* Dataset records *
****************************************
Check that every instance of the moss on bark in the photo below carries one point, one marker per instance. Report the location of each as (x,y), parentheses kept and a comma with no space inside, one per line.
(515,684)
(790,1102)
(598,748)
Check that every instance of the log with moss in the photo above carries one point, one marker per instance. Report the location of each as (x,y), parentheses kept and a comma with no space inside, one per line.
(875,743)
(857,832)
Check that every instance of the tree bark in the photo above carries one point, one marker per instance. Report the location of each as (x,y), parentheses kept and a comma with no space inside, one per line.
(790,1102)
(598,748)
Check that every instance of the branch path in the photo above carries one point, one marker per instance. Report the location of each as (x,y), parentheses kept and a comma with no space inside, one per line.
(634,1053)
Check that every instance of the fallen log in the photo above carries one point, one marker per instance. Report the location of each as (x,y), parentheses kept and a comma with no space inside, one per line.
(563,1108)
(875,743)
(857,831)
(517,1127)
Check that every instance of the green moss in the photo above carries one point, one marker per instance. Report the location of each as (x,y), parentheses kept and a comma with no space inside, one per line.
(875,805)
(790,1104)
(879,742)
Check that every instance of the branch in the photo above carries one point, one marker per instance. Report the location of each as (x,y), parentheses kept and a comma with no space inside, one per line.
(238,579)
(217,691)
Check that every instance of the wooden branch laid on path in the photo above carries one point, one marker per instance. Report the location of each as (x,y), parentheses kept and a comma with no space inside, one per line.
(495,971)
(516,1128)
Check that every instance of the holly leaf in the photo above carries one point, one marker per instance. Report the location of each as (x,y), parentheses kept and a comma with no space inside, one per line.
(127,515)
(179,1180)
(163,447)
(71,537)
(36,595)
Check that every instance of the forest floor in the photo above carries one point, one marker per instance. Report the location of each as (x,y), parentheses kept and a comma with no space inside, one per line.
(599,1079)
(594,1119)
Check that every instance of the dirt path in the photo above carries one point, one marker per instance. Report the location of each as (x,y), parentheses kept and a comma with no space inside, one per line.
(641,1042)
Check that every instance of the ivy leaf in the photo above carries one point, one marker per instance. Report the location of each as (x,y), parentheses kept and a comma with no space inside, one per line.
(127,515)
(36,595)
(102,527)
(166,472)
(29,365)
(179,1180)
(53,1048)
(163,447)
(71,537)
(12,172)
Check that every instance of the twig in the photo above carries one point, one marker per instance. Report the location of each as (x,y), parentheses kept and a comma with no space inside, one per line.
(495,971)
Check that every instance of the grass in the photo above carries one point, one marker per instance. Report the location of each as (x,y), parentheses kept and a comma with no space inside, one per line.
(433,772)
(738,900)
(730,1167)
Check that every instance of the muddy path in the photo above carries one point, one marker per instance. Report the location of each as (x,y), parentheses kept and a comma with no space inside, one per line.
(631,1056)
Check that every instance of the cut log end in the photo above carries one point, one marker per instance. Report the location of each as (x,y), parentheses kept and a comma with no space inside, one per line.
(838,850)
****************************************
* Exercise task *
Nothing should be left out: repeat all of the data exactly.

* Answer to this exercise *
Check that every instance of the moss on bark in the photo below carries one point, one marker per instance. Report the location of each as (x,y), parentheses kept and a comma with no space inside, one per line.
(515,684)
(790,1102)
(598,748)
Check that every instance of the log with moss in the photo above carries one point, one marker per instance. Report the location of each as (x,y), parentheses kept and a comma with no space inside, one per line.
(875,743)
(857,832)
Check that every instance of the tree bark in the photo above carries one point, one marker per instance. Report the location of each as (x,y), parentheses kept and a comma with no space inside, one per line.
(790,1102)
(598,748)
Check that every instance of the branch path in the photo above carries one point, one marker per instance. Report the location of each as (x,y), parentheses kept and a comma with no space inside, one per line.
(634,1053)
Check that every instance of the fallen log in the photo above carries one point, one marker per instance. Report the location of each as (x,y), parentheses kept and a comma with no space inside, one per line.
(563,1108)
(875,743)
(857,831)
(517,1127)
Check that every instance of the green moss in the photo above carries one point, one marker per instance. Report the location of each as (x,y), parentheses kept and a comma with no space inside, one per line.
(875,805)
(790,1104)
(879,742)
Check that every instance of the branch in the photo above carries one point, one marker per instance. Report the location of each as (x,y), parentheses kept and a comma with no space inside, one per line.
(238,579)
(217,691)
Check that every instance of the wooden branch laid on path in the photo above carries one point, one marker per instance. Report the location of each as (x,y), parentheses kept and a comma with no space inside, one per line.
(495,971)
(516,1128)
Check that every instance of the holly leaf in the photo above carries one point, one marker per instance. Report the location of each as (x,y), parentheses kept and a comma with no space inside, one per line.
(127,515)
(179,1180)
(163,447)
(71,537)
(36,595)
Check that every instance of the forest floor in the photo above carries one point, one marker per instance. Report the location of each as (x,y), parentheses kept and a comma with no space inside, one per line.
(599,1079)
(594,1119)
Check that every instance of the dirt path in the photo above carries one point, one marker per instance. Report the location of each as (x,y), parentheses kept and a comma with no space inside, one per line.
(641,1042)
Check that every instance of the ivy leaf in the photo above carries one point, one marker per instance. Report the location of each as (x,y), parentheses kept and a comma with no space inside, one per line.
(127,515)
(36,595)
(102,527)
(166,472)
(29,365)
(179,1180)
(53,1048)
(163,447)
(71,537)
(12,172)
Check that every instance of the twig in the photo above carries one point, one marker per instance. Report the location of each as (x,y), parentheses kept and a comma with no space inside, one per line.
(495,971)
Check that every instance of the grass in the photo above carries one point, one marker per instance. Report the location of each as (x,y), parentheses kept and a comma with no space inside, one per line.
(433,772)
(738,900)
(730,1167)
Check that every instance of the muddy path in the photo above carries one point, one marker per instance. Report the location of each as (x,y), parentheses kept and a comma with no space inside, one per line.
(631,1056)
Check that every instance of the cut log end in the photo above carries one point, one marker per instance. Report the location of each as (x,y), parentheses kept and a comma with no space inside, one per line.
(838,850)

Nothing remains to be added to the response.